Extracted records:
*****

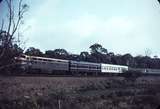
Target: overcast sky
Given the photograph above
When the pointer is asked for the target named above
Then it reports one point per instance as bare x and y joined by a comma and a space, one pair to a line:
121, 26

*****

Directions for this task:
Please list every line of the records that contains "above".

Solution to this task:
Given the photograph above
When the pointer is asked for the target named above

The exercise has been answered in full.